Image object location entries
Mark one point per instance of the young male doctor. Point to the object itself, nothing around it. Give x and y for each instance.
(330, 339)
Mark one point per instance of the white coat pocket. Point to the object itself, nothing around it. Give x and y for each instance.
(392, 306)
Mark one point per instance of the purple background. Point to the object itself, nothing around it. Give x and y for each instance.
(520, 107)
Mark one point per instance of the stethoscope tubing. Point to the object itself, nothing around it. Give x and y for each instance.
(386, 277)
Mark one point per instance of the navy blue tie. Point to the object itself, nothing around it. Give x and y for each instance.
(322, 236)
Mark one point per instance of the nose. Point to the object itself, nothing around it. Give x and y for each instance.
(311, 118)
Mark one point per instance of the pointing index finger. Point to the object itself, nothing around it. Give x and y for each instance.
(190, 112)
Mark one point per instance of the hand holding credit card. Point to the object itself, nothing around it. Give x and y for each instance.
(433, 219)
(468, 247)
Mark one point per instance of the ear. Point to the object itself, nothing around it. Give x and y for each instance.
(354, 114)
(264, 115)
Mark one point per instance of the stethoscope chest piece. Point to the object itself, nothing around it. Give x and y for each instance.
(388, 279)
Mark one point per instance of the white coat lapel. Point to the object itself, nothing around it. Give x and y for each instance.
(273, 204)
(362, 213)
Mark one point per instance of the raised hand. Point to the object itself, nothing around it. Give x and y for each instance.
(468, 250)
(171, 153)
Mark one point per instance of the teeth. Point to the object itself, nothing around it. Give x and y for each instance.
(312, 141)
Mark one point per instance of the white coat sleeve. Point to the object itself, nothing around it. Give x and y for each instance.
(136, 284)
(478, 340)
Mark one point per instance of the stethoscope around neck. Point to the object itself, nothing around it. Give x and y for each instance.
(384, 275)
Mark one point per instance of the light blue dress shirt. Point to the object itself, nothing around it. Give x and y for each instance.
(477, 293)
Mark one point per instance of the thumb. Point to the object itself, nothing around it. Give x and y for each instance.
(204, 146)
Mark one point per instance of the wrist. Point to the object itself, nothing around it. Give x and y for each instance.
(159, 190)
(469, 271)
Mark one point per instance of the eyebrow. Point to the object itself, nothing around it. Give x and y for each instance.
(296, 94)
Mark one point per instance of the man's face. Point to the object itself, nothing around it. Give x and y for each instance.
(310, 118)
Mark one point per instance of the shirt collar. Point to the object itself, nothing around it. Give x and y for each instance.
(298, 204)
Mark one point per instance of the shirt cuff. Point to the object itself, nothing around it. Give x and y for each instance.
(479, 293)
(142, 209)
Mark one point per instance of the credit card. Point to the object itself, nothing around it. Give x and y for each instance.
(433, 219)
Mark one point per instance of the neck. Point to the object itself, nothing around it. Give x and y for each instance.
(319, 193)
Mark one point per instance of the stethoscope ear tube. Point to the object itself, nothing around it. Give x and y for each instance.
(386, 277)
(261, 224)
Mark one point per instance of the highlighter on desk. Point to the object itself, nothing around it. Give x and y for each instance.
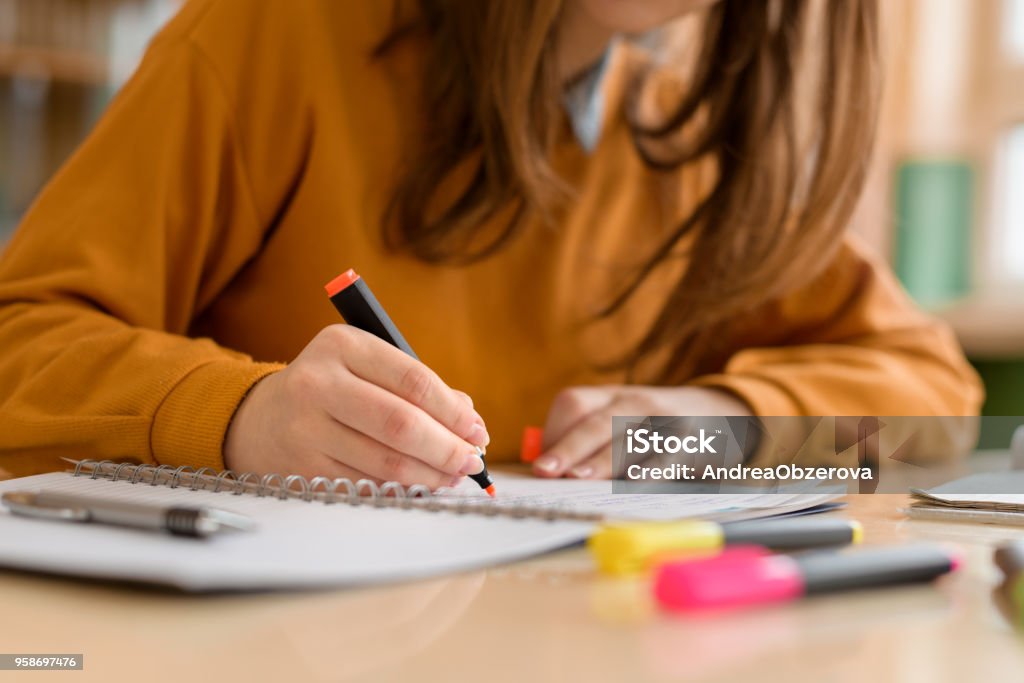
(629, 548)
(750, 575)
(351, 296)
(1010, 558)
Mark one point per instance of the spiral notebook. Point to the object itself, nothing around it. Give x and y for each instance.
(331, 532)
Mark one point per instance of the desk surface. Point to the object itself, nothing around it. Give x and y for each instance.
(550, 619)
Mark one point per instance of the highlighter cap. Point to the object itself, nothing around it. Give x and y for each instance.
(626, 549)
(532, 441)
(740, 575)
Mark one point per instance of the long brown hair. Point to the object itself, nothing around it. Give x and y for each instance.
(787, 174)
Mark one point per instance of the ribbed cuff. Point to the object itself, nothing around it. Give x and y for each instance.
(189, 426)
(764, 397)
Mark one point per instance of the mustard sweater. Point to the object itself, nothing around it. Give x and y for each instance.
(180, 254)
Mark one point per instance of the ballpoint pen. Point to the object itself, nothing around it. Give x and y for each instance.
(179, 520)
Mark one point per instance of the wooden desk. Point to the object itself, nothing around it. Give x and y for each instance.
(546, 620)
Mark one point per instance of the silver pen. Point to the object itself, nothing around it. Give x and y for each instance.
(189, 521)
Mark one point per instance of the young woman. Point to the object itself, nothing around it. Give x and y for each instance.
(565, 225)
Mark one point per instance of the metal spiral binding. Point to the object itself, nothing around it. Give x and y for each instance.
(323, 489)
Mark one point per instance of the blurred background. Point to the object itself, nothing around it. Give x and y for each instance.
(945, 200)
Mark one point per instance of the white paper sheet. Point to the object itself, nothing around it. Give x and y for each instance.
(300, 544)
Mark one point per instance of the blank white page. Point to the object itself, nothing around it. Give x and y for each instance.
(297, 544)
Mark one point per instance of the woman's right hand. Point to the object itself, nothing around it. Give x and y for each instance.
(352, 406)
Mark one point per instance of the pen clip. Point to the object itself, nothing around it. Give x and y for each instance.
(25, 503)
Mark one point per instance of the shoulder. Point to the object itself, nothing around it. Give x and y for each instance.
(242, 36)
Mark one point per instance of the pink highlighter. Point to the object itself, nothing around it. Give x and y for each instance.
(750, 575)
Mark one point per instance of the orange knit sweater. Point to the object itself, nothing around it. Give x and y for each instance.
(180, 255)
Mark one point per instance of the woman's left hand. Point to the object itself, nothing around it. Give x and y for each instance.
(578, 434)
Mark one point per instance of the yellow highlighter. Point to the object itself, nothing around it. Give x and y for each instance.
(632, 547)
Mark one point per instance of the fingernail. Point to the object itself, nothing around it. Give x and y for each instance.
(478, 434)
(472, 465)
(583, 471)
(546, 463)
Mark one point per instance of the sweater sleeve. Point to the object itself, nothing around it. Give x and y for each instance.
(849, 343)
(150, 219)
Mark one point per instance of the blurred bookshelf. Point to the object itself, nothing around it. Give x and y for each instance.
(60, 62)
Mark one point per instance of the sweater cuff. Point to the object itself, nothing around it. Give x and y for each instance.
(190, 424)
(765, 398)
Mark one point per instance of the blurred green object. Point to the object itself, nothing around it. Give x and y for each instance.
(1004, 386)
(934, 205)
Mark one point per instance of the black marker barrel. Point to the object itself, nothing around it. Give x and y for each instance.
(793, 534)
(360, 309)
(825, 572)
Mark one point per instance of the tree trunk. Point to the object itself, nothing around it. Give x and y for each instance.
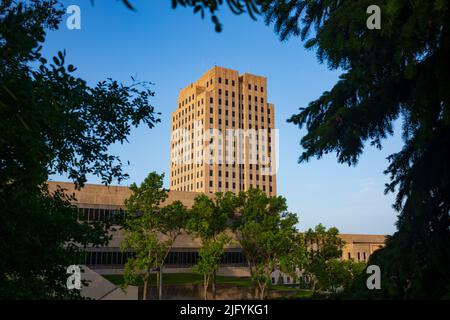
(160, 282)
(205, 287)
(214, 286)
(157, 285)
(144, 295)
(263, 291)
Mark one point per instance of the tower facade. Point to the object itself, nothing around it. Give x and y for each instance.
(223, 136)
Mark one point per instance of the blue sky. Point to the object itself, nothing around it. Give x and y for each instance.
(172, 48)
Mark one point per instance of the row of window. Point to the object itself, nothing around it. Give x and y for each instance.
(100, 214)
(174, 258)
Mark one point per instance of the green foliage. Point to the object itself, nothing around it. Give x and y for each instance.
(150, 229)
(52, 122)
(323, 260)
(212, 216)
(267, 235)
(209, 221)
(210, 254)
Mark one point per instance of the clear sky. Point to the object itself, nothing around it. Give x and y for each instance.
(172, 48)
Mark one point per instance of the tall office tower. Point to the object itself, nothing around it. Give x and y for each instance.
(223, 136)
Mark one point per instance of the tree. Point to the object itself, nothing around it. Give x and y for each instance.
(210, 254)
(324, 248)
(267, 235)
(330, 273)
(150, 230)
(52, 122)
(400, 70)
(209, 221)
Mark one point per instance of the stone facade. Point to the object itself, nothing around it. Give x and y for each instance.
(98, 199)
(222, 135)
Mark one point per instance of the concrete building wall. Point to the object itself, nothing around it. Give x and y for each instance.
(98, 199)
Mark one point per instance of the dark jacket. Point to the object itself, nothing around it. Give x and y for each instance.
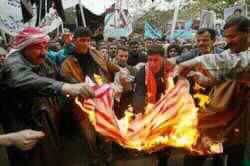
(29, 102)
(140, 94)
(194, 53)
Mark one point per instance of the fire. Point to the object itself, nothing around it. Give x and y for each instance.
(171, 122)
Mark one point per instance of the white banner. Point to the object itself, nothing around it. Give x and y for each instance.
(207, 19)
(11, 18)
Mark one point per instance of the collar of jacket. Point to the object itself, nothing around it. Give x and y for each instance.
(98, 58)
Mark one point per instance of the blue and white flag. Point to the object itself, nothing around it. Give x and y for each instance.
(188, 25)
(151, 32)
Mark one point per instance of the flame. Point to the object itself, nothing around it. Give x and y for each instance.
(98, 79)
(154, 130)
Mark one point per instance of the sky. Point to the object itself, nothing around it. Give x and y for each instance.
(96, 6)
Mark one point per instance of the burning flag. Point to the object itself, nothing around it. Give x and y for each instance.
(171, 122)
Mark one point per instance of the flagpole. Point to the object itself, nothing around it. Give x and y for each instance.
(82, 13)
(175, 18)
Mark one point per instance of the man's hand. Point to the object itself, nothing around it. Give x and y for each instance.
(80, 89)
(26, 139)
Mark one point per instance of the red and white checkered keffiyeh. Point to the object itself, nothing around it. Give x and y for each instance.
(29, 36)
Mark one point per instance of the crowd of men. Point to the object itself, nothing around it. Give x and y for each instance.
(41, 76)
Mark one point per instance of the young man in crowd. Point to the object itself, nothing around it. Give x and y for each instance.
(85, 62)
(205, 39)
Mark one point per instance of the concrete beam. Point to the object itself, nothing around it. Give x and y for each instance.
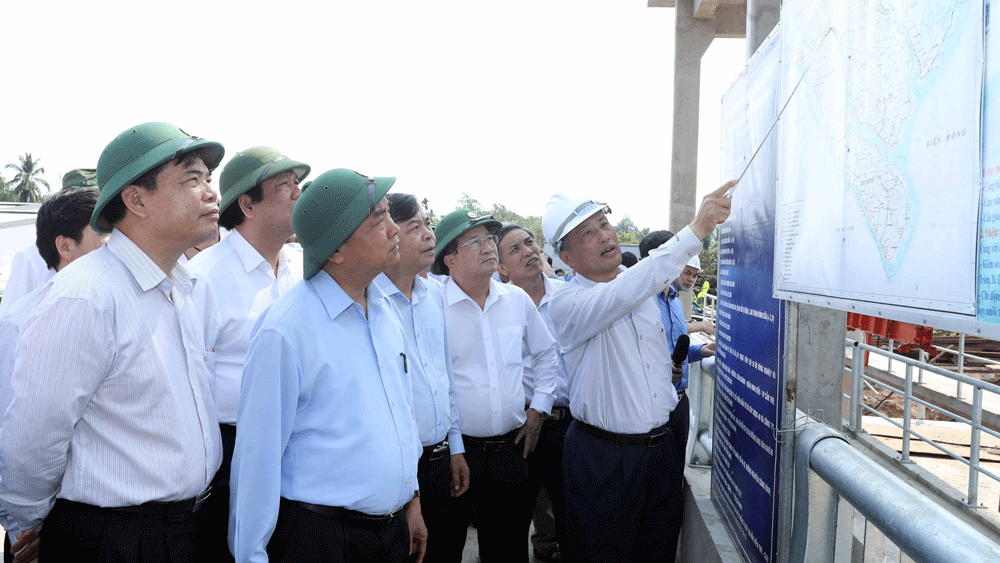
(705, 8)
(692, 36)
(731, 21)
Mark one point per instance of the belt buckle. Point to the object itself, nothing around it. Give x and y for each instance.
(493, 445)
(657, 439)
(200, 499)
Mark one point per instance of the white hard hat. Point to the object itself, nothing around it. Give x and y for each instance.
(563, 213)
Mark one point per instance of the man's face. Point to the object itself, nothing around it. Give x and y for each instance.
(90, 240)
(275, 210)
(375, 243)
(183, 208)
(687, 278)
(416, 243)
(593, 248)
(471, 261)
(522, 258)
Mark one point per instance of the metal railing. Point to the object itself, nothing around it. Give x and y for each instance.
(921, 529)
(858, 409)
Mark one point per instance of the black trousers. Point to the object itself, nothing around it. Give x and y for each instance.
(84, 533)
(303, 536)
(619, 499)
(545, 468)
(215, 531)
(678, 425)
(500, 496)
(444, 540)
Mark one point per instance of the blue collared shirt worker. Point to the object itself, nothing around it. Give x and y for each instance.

• Objective
In the copy, leave out all pictures, and retype exactly each line from the one with "Mark one point per instance of the man's hand." through the last line of the entries.

• Result of this task
Mark one point per instance of the man's hand. Point to the object itself, nothing around it. Give x and y for each instance.
(80, 89)
(26, 139)
Mark one point per instance of the red and white checkered keffiyeh. Point to the object itself, nothing around it. Give x and y for each instance.
(29, 36)
Mark one point per instance of the crowd of men. Point to the object itself, nothing around it. Give x and y for each instance.
(41, 76)
Mark one point per instance of the young man in crowd. Point to the object itself, nothing around it. Give x and y for each instance.
(85, 62)
(205, 39)
Mark one point per instance of the concrete beam. Point to the object itself, nothing around it. Give x and y for each instance.
(705, 8)
(692, 36)
(731, 21)
Mark one point per instance of the belt buckle. Point to the object itself, nothing around it. Give x and y for each instance.
(493, 445)
(657, 439)
(200, 499)
Mark one point per instance of the white hard hat. Point to the object itself, nothing around it. Give x and y for each instance.
(563, 213)
Mark one point per instance of the man's face. Point to the object itself, nothing around it. Give x and y for each instance.
(90, 240)
(275, 210)
(375, 243)
(183, 208)
(687, 278)
(416, 243)
(593, 248)
(471, 261)
(522, 258)
Mark one point per instance of the metal railing. Point to the object itself, nothing around it. Give x and y for each instance.
(921, 529)
(858, 409)
Mark one point per instance of the black trousers. Point to the object itself, nothing around it. Give x and y for each instance.
(84, 533)
(303, 536)
(619, 499)
(545, 468)
(215, 531)
(678, 425)
(500, 496)
(444, 540)
Mark one point per instance of the blue collared shirt worker. Point to the object itself, nothing around it. Give x and y for each instance.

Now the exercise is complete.